▶ [Work to complete]: Please put every line of the records below into a numbered list, skipping blank lines. Leave the pictures out of your answer.

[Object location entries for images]
[Start]

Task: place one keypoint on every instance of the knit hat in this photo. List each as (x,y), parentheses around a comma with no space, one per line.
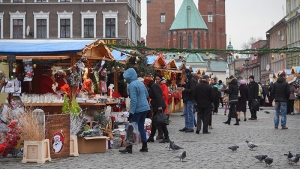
(205,77)
(147,80)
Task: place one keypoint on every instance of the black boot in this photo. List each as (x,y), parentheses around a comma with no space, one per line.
(128,149)
(165,140)
(144,147)
(150,139)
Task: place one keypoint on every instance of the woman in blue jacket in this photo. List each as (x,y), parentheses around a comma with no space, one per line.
(139,106)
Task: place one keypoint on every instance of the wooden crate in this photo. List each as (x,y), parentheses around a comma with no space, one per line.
(36,151)
(73,146)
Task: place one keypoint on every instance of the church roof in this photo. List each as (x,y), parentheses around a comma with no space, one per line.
(188,17)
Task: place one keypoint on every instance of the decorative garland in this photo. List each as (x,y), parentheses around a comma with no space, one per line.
(147,50)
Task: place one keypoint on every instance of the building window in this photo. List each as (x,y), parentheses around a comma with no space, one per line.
(209,17)
(17,1)
(88,20)
(162,18)
(190,41)
(110,27)
(41,28)
(65,22)
(110,22)
(89,28)
(180,41)
(198,39)
(1,25)
(65,29)
(17,27)
(41,24)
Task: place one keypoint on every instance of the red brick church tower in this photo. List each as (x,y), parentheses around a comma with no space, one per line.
(213,13)
(160,15)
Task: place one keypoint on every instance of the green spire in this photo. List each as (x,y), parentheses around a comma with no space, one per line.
(188,17)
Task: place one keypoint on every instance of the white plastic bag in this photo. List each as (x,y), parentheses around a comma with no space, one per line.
(135,139)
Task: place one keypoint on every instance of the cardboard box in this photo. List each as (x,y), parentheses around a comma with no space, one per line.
(87,145)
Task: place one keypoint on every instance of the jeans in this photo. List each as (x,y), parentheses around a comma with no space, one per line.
(140,119)
(203,115)
(290,107)
(280,107)
(189,114)
(163,127)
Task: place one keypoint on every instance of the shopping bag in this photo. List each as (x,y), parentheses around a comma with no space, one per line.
(266,99)
(255,105)
(160,119)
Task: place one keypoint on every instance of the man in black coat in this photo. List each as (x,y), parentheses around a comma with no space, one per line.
(204,96)
(189,101)
(252,96)
(281,91)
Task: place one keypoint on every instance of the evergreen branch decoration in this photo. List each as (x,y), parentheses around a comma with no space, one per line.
(260,51)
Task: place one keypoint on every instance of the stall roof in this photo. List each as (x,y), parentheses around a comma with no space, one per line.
(117,55)
(41,47)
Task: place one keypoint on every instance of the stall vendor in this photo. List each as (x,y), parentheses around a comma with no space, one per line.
(46,81)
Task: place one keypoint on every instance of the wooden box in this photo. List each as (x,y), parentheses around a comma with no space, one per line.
(88,145)
(36,151)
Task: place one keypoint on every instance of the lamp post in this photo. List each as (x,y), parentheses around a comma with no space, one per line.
(246,64)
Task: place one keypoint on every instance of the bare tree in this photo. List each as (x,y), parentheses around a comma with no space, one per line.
(247,45)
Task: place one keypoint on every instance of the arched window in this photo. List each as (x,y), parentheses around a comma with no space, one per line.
(198,39)
(180,41)
(190,41)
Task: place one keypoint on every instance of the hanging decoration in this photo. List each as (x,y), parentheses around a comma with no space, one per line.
(28,69)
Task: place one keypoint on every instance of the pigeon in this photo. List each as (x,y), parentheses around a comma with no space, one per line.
(173,146)
(290,155)
(181,156)
(261,157)
(251,145)
(294,159)
(268,161)
(233,148)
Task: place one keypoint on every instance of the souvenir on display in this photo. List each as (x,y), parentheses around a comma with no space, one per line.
(28,69)
(2,81)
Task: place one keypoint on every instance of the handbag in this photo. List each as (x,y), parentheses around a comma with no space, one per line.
(255,105)
(160,119)
(266,99)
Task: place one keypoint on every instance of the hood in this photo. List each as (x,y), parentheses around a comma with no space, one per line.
(280,80)
(130,75)
(233,81)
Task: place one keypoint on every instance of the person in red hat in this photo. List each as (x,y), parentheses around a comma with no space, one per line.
(46,81)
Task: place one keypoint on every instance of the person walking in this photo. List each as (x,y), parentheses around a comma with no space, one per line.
(281,92)
(158,106)
(139,106)
(252,96)
(242,100)
(233,91)
(161,81)
(188,100)
(221,85)
(204,96)
(293,90)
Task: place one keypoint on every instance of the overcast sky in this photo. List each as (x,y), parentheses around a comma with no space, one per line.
(244,18)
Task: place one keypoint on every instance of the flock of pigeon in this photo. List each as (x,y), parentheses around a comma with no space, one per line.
(292,158)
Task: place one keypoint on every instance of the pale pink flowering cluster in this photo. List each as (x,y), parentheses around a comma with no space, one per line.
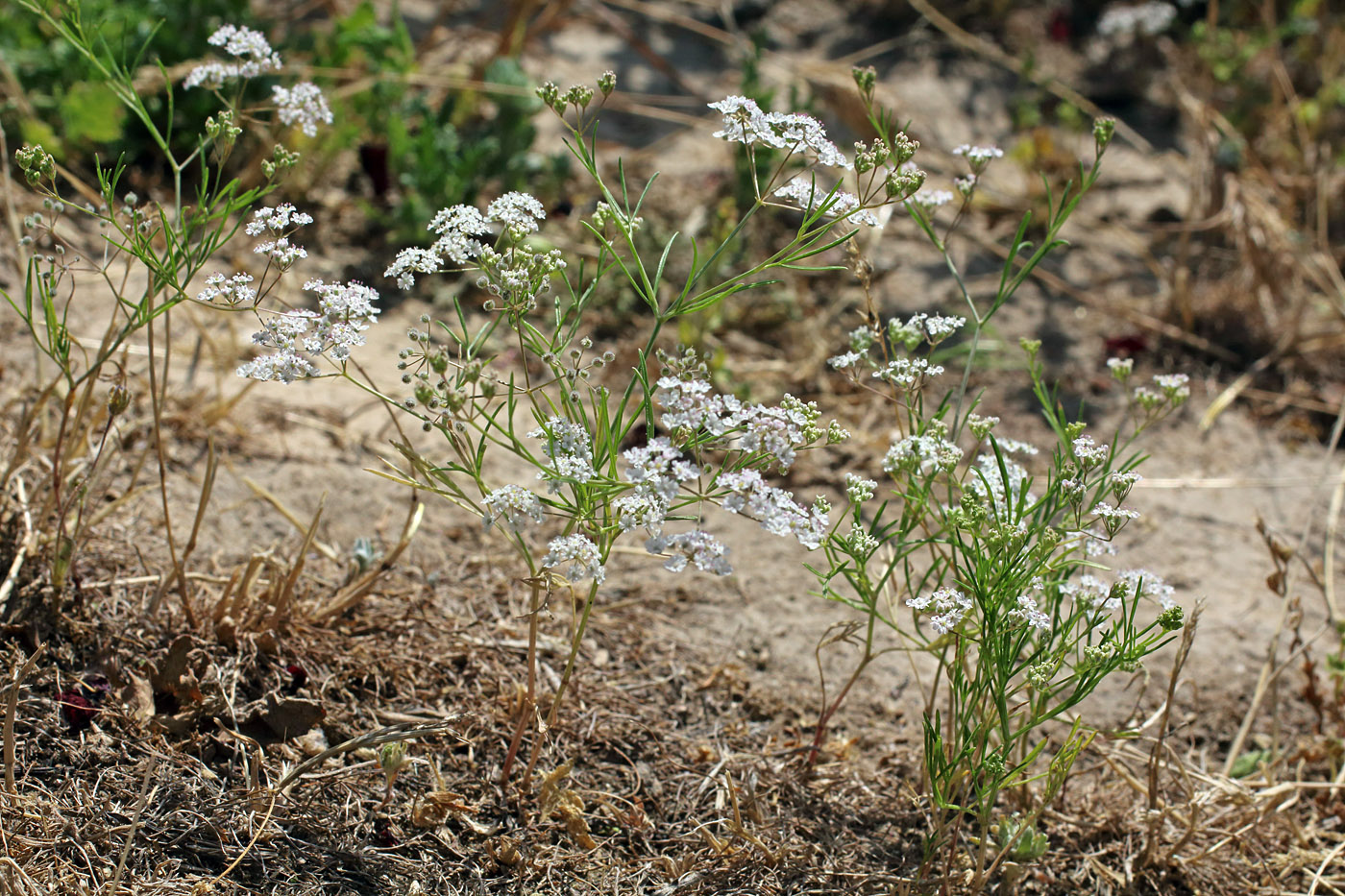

[End]

▶ [Solution to the problem]:
1. Task: place one keypoint on every instance of the knit hat in this photo. List each as (x,y), parentheses around a comma with no space, one per line.
2. (205,77)
3. (147,80)
4. Task: place one keypoint on every instance of the black boot in this photo. List each as (x,y), parentheses around a comma with no space, one per line.
5. (128,149)
6. (165,140)
7. (144,147)
8. (150,139)
9. Task: place one keypoint on every instance of the woman in blue jacket in this photo. List each as (x,y), parentheses around a comma with no space, one per line.
10. (139,106)
11. Task: place one keypoint on every instance of the wooden crate in this photo. List each as (x,y), parentheses around a comma with no space, one per line.
12. (36,151)
13. (73,146)
14. Task: place one keypoint on every instance of the church roof in this photo. List each as (x,y), parentheses around a comma with no space, one per line.
15. (188,17)
16. Task: place one keypoint on every instance of the decorative garland in this photo. List each as (x,y), parentheses around a comma with no space, one per line.
17. (147,50)
18. Task: place one keypoint on every instance of the building window in this photo. List each as (x,y), parentheses around a comma with no space, one per line.
19. (209,17)
20. (17,1)
21. (88,20)
22. (162,18)
23. (190,41)
24. (110,27)
25. (41,28)
26. (65,22)
27. (110,22)
28. (89,28)
29. (180,41)
30. (198,39)
31. (1,25)
32. (65,29)
33. (17,27)
34. (41,24)
35. Task: place one keypoint on every instance of the red brick church tower in this photo. List each as (x,y), parentheses around a comma with no space, one per line.
36. (213,13)
37. (160,15)
38. Task: place one keypoint on every instance of the green spire in this photo. List each as (x,y), parentheses around a comma with no space, one per line.
39. (188,17)
40. Task: place one keypoint on every instance of the white plastic bag in this photo. List each as (x,y), parentheses around a comma with no space, one per line.
41. (135,139)
42. Task: place one keypoint on every instance of the cardboard box in this photo. List each as (x,y), parentheses around a comma with no space, one per line.
43. (87,145)
44. Task: place one keypoint on every instance of the jeans in this photo. List each as (x,y), parentheses around a comma with no space, one per line.
45. (140,119)
46. (203,115)
47. (290,107)
48. (280,107)
49. (189,114)
50. (163,127)
51. Task: place one keypoint on every instance of the shopping bag in this photo. List each as (x,y), parentheses around a comma with no space, one per line.
52. (266,99)
53. (255,105)
54. (160,119)
55. Task: place one keypoint on every instance of the man in black coat in this photo. List each as (x,y), parentheses around a comma with no space, one per line.
56. (204,96)
57. (189,101)
58. (252,96)
59. (281,91)
60. Task: place one keypoint on every instance of the evergreen branch decoration in this photo. List each as (x,y), parentheses around a comma with no space, one per line.
61. (260,51)
62. Task: place one keypoint on every instance of the stall roof in this photo. List each as (x,y), parentheses around a comma with no space, one per line.
63. (117,55)
64. (41,47)
65. Task: place one keypoint on every instance of the stall vendor in this photo. List each as (x,y), parentheses around a comma with no space, one per line.
66. (46,81)
67. Task: place one keypoint on every instance of the wooden box in this photo. List each as (x,y), parentheses around a comma with no space, one per line.
68. (88,145)
69. (36,151)
70. Task: place one keypoint on every instance of the lamp post in this photo. List each as (x,y), parentheses around a comma with no space, one per line.
71. (246,64)
72. Task: place one keypoint on every instance of the bare tree in this photo. List each as (x,y), parentheses around a comma with no space, one per line.
73. (247,45)
74. Task: place one keypoint on every instance of the arched window in this photo. List each as (x,y), parentheses around a comma with no space, one per line.
75. (198,39)
76. (180,41)
77. (190,41)
78. Task: place one keypoint on every instance of the hanging decoration in this photo. List each as (x,y), parentheses around a comma with no space, one per line.
79. (28,69)
80. Task: place one keypoint on every instance of the pigeon in this photo. List each as (x,y), parentheses around a comma with no space, one per line.
81. (173,146)
82. (290,155)
83. (181,156)
84. (261,157)
85. (251,145)
86. (294,159)
87. (268,161)
88. (233,148)
89. Task: place one keypoint on every instance of the souvenir on display in this photo. List each as (x,y), parentheses around a comma with no space, one per line.
90. (28,69)
91. (2,81)
92. Task: place one keypoint on every instance of the handbag in this photo. List each as (x,y), parentheses around a comma with no space, one per line.
93. (255,105)
94. (160,119)
95. (266,99)
96. Task: place one keypoint on every instance of the hood in this photo. List each as (x,y), parentheses around a comma with no space, one per line.
97. (280,80)
98. (130,75)
99. (233,81)
100. Task: place one keypoint on every instance of the person in red hat in this photo. List each as (x,y), parentheses around a comma with no space, one per line.
101. (46,81)
102. Task: place one keypoint on every instance of the person walking in this photo. List each as (x,y), parentheses around a comma with no space, one per line.
103. (281,92)
104. (158,106)
105. (139,106)
106. (252,96)
107. (242,100)
108. (233,91)
109. (161,81)
110. (188,100)
111. (221,85)
112. (204,96)
113. (293,90)
114. Task: place one keypoint on every instance of the overcast sky in this photo. List each as (x,y), parentheses around a comma with no space, one per line.
115. (244,18)
116. Task: place one keypoint on every instance of the flock of pigeon in this photo. List each as (x,y), parentheses around a comma with no space, one per line.
117. (292,158)
118. Task: place one keypoint on every instance of the pale pink flowering cluster in this photo. List each as (x,y), parentheses around a comma with no space, one per line.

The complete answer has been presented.